Named region outline records:
• • • •

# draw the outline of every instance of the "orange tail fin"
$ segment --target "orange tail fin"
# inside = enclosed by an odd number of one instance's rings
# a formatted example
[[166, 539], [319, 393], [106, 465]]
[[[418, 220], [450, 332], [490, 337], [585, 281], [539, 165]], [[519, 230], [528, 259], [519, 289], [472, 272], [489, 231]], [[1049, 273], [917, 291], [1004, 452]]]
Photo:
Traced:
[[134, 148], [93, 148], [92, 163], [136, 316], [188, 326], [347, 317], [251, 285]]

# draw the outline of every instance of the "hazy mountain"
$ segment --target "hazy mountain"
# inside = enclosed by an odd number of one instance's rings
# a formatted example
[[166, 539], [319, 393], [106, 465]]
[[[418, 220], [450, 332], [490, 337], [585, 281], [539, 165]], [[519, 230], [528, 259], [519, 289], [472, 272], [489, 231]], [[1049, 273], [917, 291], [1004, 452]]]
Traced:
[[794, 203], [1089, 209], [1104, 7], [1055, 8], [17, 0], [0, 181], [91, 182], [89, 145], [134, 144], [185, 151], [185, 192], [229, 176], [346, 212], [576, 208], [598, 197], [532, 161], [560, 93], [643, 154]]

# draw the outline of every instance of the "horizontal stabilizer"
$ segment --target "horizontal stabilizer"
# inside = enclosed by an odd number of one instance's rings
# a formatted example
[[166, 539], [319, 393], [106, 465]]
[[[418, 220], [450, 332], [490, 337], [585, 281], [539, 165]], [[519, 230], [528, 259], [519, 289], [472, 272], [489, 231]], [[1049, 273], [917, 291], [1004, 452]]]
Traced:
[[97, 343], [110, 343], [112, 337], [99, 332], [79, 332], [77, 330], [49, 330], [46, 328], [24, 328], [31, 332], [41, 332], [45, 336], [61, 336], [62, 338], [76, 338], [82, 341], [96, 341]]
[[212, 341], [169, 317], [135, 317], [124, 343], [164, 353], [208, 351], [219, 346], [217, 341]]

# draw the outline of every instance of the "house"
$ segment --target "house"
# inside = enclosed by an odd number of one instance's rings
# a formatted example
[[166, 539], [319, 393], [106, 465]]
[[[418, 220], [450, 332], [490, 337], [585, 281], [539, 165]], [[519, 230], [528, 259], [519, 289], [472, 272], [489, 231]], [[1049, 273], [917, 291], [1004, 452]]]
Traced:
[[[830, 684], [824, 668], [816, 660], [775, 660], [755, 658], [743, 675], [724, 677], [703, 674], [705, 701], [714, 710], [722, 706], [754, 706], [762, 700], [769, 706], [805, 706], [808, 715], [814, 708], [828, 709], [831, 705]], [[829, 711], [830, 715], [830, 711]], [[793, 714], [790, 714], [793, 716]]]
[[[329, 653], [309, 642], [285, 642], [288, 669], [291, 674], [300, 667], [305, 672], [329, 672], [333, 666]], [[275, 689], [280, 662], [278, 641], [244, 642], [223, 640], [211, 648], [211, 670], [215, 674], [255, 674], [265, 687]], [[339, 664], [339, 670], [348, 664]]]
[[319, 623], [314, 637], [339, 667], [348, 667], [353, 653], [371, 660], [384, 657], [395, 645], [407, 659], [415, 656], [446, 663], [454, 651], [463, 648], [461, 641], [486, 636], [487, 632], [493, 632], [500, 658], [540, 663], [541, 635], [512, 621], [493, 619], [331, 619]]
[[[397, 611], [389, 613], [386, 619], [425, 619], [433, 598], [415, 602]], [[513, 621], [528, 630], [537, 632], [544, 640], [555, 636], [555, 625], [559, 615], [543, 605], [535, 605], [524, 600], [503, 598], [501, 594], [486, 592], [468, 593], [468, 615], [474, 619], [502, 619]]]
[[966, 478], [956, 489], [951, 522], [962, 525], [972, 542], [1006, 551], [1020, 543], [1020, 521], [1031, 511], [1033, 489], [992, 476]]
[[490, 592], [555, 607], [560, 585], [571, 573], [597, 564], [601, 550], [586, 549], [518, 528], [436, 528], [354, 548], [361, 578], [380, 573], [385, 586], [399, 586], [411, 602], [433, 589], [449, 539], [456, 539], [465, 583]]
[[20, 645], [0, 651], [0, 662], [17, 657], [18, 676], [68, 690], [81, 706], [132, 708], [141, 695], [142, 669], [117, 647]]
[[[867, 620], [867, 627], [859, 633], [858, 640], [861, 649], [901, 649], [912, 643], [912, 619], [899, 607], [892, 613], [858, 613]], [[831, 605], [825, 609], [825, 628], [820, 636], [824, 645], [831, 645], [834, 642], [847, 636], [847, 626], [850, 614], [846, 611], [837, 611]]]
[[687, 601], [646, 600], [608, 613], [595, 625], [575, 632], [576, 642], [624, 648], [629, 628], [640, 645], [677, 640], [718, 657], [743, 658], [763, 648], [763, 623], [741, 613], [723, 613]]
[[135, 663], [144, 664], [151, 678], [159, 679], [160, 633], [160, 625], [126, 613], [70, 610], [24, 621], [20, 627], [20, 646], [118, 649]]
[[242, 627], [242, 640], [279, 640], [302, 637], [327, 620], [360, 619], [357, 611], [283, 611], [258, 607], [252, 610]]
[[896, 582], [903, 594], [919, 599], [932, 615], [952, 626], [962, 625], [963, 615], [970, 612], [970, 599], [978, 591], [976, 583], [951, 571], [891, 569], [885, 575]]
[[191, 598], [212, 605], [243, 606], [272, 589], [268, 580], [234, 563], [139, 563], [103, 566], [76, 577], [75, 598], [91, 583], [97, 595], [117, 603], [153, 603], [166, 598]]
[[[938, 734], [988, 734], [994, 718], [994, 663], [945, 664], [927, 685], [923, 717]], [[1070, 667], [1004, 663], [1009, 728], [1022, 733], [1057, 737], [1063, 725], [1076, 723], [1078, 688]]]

• • • •

Can you reproduce every line of the listing from its start through the line containing "317], [251, 285]]", both ends included and the requests kept, with each coordinate in the traced outlines shifted by -145? Cover only that part.

# draw the outline of every instance of the "orange tail fin"
$ segment --target "orange tail fin"
# inside = enclosed by an odd number of one instance's rings
# a formatted example
[[166, 539], [319, 393], [106, 465]]
[[[418, 220], [450, 332], [490, 337], [585, 281], [539, 165]], [[519, 230], [528, 259], [519, 289], [472, 272], [489, 231]], [[1049, 273], [917, 291], [1004, 452]]]
Photo:
Traced:
[[-11, 3], [-52, 3], [-53, 18], [-9, 171], [43, 181], [202, 172], [106, 140]]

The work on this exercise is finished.